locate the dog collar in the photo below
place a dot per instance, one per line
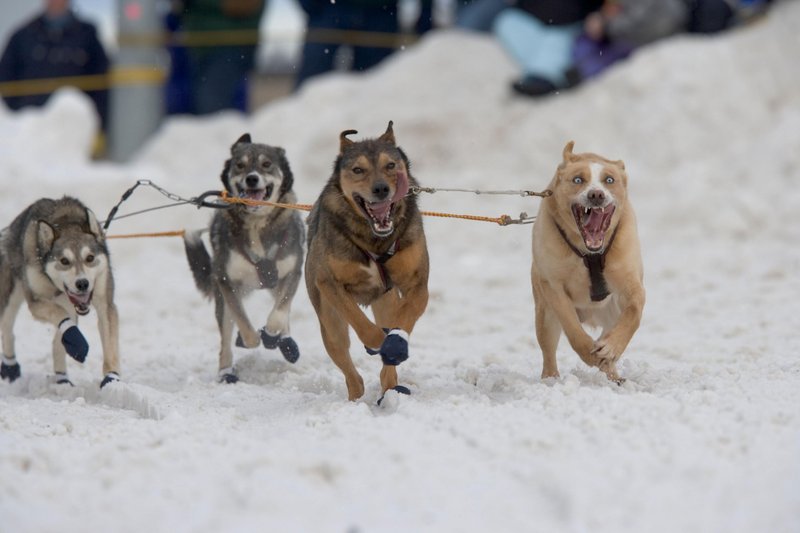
(595, 263)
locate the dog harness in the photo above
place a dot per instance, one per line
(380, 262)
(595, 263)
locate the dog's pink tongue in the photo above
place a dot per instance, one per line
(380, 210)
(401, 187)
(594, 224)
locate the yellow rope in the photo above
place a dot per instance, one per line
(176, 233)
(141, 75)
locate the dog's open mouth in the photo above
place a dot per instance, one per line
(257, 195)
(379, 214)
(593, 222)
(80, 300)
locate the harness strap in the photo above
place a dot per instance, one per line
(595, 263)
(380, 261)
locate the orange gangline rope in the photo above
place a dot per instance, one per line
(502, 220)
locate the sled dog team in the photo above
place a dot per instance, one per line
(366, 247)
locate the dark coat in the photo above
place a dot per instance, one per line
(40, 50)
(559, 12)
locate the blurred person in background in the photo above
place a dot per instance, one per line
(219, 72)
(367, 26)
(615, 30)
(56, 44)
(619, 27)
(539, 35)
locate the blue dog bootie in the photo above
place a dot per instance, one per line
(9, 368)
(227, 375)
(394, 349)
(287, 345)
(73, 340)
(111, 377)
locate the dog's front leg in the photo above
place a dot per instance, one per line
(368, 333)
(65, 321)
(250, 337)
(108, 323)
(610, 346)
(393, 312)
(561, 304)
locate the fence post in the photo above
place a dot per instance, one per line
(137, 103)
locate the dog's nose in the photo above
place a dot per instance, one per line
(380, 190)
(596, 197)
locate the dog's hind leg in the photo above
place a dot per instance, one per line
(336, 337)
(9, 367)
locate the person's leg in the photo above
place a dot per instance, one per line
(540, 50)
(479, 15)
(381, 21)
(217, 78)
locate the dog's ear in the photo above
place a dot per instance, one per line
(45, 235)
(94, 226)
(344, 142)
(244, 139)
(224, 176)
(388, 135)
(567, 153)
(286, 170)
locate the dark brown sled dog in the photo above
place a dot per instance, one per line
(366, 247)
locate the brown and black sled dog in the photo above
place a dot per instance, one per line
(587, 265)
(366, 247)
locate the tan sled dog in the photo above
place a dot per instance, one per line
(587, 265)
(366, 247)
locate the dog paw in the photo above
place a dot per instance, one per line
(251, 341)
(73, 340)
(62, 379)
(394, 349)
(111, 377)
(289, 349)
(227, 375)
(11, 370)
(270, 342)
(389, 399)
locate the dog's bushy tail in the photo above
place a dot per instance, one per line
(199, 261)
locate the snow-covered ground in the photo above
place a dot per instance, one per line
(704, 435)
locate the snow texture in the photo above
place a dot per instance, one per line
(703, 436)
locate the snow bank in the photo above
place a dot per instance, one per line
(704, 435)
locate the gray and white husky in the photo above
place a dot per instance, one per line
(54, 257)
(254, 247)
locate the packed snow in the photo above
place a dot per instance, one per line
(703, 436)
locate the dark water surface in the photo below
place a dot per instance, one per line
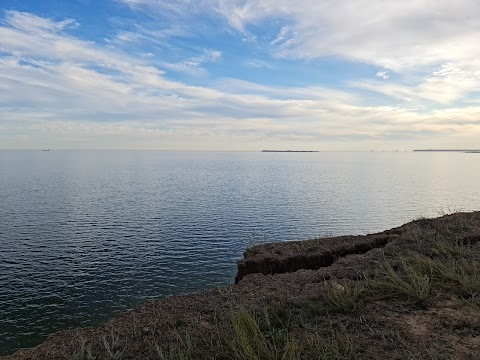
(86, 234)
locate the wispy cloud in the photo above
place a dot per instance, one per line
(84, 94)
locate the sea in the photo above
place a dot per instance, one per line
(87, 234)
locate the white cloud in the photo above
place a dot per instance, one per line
(383, 74)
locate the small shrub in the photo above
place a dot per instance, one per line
(113, 346)
(409, 279)
(84, 351)
(343, 297)
(338, 346)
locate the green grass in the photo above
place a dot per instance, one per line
(408, 279)
(343, 296)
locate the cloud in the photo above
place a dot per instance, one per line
(56, 86)
(383, 74)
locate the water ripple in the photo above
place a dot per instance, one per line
(86, 234)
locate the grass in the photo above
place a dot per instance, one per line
(428, 261)
(343, 296)
(408, 279)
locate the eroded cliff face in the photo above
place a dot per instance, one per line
(308, 255)
(285, 257)
(294, 281)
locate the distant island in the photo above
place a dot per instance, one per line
(289, 151)
(451, 150)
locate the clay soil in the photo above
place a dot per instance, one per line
(412, 292)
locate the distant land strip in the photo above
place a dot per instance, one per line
(289, 151)
(450, 150)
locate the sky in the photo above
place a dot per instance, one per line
(239, 75)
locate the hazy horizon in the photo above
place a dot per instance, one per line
(239, 75)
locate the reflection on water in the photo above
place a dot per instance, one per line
(86, 234)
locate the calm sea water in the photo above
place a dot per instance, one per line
(86, 234)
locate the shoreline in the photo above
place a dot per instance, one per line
(347, 289)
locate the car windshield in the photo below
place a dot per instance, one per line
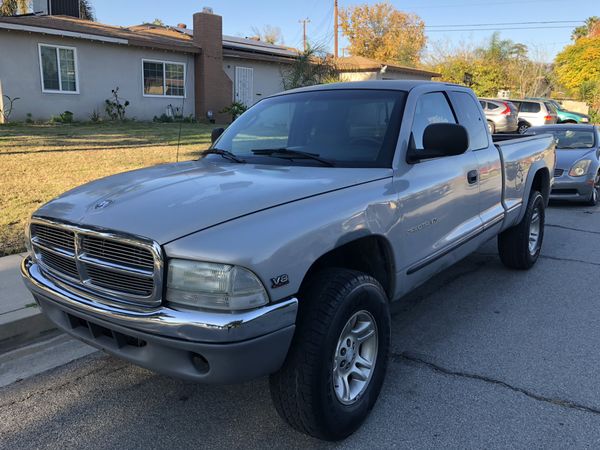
(569, 139)
(341, 127)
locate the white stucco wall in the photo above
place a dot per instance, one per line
(101, 67)
(266, 75)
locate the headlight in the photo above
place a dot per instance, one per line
(580, 168)
(213, 286)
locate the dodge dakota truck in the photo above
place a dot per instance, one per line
(279, 250)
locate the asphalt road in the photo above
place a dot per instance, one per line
(483, 357)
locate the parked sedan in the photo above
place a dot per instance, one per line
(577, 173)
(501, 115)
(535, 113)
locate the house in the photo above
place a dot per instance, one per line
(59, 63)
(360, 68)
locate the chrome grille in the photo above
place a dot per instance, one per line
(113, 267)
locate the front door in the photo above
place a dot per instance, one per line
(438, 200)
(244, 85)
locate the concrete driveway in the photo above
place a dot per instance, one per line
(483, 357)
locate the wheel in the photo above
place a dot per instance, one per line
(523, 127)
(333, 373)
(593, 201)
(520, 246)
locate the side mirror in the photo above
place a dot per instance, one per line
(441, 139)
(215, 133)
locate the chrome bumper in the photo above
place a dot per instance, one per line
(189, 325)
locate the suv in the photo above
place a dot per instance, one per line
(565, 116)
(501, 115)
(534, 113)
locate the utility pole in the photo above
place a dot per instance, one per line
(304, 22)
(335, 26)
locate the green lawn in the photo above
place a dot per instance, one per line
(39, 162)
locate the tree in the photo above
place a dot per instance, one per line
(86, 10)
(313, 66)
(269, 34)
(589, 29)
(577, 69)
(13, 7)
(383, 33)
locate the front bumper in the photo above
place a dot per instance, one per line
(571, 188)
(200, 346)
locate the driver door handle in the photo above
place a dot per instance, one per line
(472, 176)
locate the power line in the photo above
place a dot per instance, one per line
(504, 23)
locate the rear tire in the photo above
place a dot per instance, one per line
(306, 391)
(519, 246)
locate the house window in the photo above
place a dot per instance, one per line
(58, 67)
(163, 79)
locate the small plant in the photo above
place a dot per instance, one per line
(115, 107)
(236, 109)
(7, 111)
(66, 117)
(95, 116)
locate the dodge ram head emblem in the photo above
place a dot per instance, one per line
(280, 280)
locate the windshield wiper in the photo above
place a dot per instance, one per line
(287, 153)
(224, 153)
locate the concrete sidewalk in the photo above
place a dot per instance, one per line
(20, 318)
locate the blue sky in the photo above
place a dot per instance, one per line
(239, 16)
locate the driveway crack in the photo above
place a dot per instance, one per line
(408, 356)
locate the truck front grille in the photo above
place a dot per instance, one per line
(110, 266)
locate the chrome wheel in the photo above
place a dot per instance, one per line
(534, 231)
(355, 357)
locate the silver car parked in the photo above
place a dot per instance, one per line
(534, 113)
(501, 115)
(577, 172)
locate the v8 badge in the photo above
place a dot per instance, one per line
(280, 280)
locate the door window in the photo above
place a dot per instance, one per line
(431, 108)
(470, 118)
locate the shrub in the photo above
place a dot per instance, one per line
(115, 107)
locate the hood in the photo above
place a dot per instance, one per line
(567, 157)
(169, 201)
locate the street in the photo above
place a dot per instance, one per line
(482, 357)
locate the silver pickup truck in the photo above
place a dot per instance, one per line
(279, 251)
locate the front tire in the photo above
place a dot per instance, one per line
(343, 333)
(519, 246)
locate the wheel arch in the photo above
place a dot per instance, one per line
(370, 254)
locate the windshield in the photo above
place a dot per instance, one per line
(344, 127)
(569, 139)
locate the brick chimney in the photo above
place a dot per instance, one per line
(213, 88)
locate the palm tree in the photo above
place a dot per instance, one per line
(13, 7)
(86, 10)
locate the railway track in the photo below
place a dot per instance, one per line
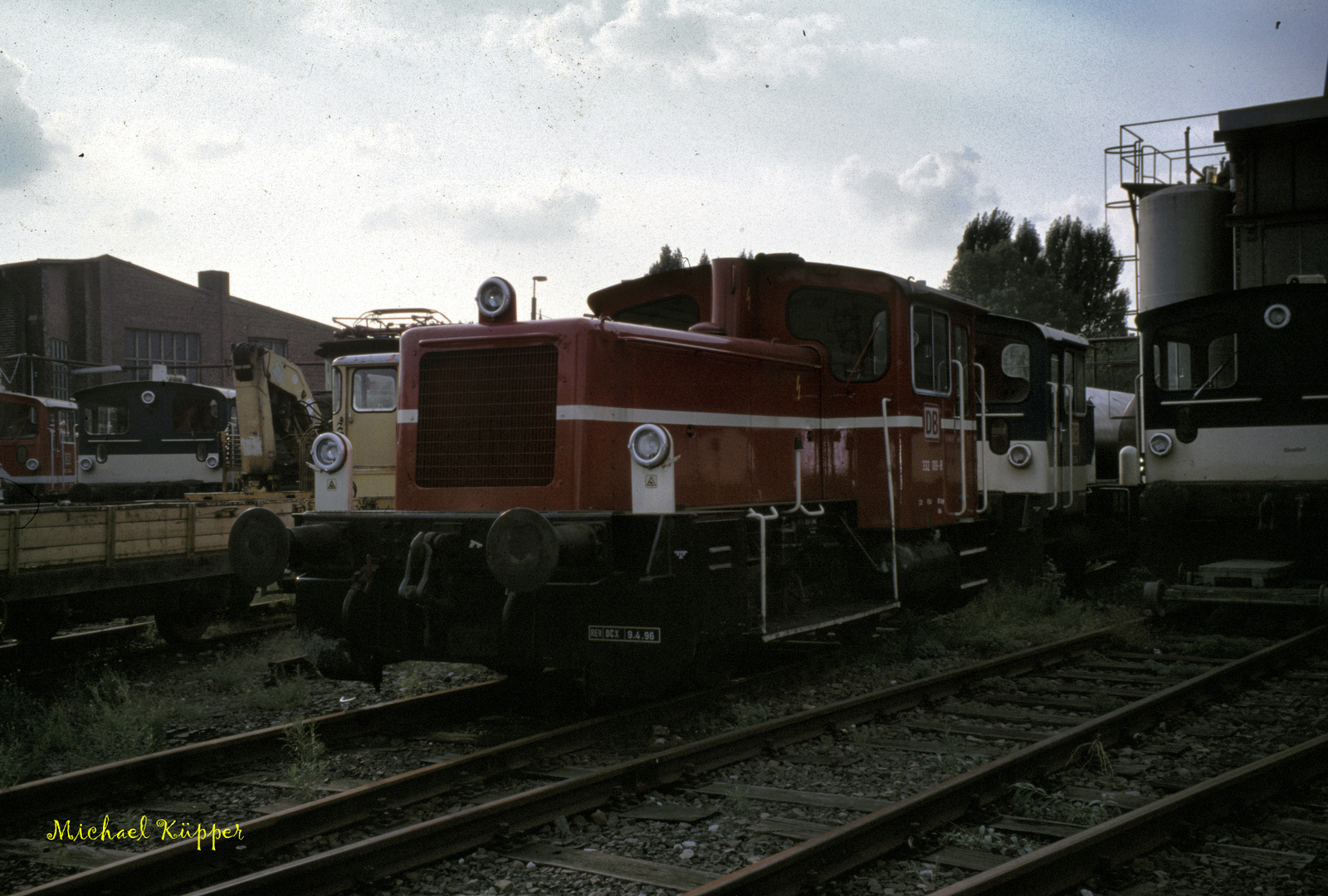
(68, 650)
(392, 826)
(389, 846)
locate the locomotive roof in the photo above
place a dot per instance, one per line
(1048, 332)
(378, 358)
(40, 400)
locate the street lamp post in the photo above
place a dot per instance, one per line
(533, 283)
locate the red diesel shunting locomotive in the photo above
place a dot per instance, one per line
(701, 464)
(37, 448)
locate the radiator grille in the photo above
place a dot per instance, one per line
(488, 417)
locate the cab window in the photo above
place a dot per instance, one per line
(1006, 364)
(194, 413)
(374, 389)
(105, 418)
(1075, 380)
(931, 351)
(854, 329)
(962, 356)
(1223, 360)
(1172, 365)
(17, 421)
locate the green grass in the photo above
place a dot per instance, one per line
(1007, 617)
(1033, 801)
(95, 723)
(1225, 647)
(307, 767)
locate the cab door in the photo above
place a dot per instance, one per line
(960, 442)
(68, 449)
(929, 438)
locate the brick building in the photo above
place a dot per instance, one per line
(105, 311)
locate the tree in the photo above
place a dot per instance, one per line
(1069, 283)
(987, 230)
(1084, 263)
(668, 261)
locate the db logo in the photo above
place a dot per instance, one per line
(931, 421)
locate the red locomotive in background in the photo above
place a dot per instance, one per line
(720, 455)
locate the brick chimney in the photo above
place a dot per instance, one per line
(216, 282)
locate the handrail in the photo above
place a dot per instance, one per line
(982, 455)
(754, 514)
(797, 484)
(890, 488)
(1069, 442)
(1055, 455)
(963, 455)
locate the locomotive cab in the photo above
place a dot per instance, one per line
(1039, 438)
(364, 409)
(37, 446)
(149, 438)
(1237, 425)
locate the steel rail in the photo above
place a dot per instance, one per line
(53, 796)
(66, 650)
(438, 838)
(872, 836)
(181, 863)
(1081, 855)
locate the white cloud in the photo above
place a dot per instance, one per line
(686, 40)
(929, 203)
(1076, 206)
(555, 218)
(26, 148)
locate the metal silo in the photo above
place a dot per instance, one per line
(1185, 245)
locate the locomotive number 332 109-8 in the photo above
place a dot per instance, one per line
(619, 634)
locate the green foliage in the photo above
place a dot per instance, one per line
(307, 767)
(989, 840)
(1069, 283)
(1033, 801)
(95, 723)
(1225, 647)
(668, 261)
(285, 694)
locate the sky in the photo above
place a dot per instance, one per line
(340, 156)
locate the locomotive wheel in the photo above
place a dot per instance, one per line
(1155, 595)
(183, 626)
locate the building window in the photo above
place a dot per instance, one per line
(148, 347)
(274, 345)
(59, 348)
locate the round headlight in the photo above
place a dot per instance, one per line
(650, 445)
(496, 296)
(1277, 316)
(330, 451)
(1160, 444)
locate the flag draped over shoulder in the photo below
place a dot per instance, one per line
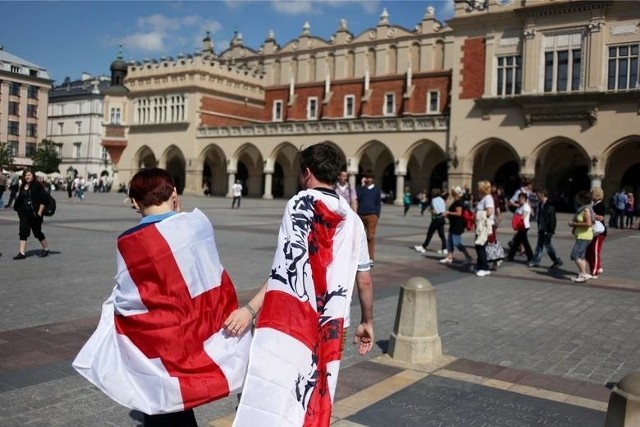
# # # # #
:: What you should do ::
Count the lines in the listing that contain the string "driveway", treating uppercase and lowercase as different, and give only the number.

:: Written solution ::
2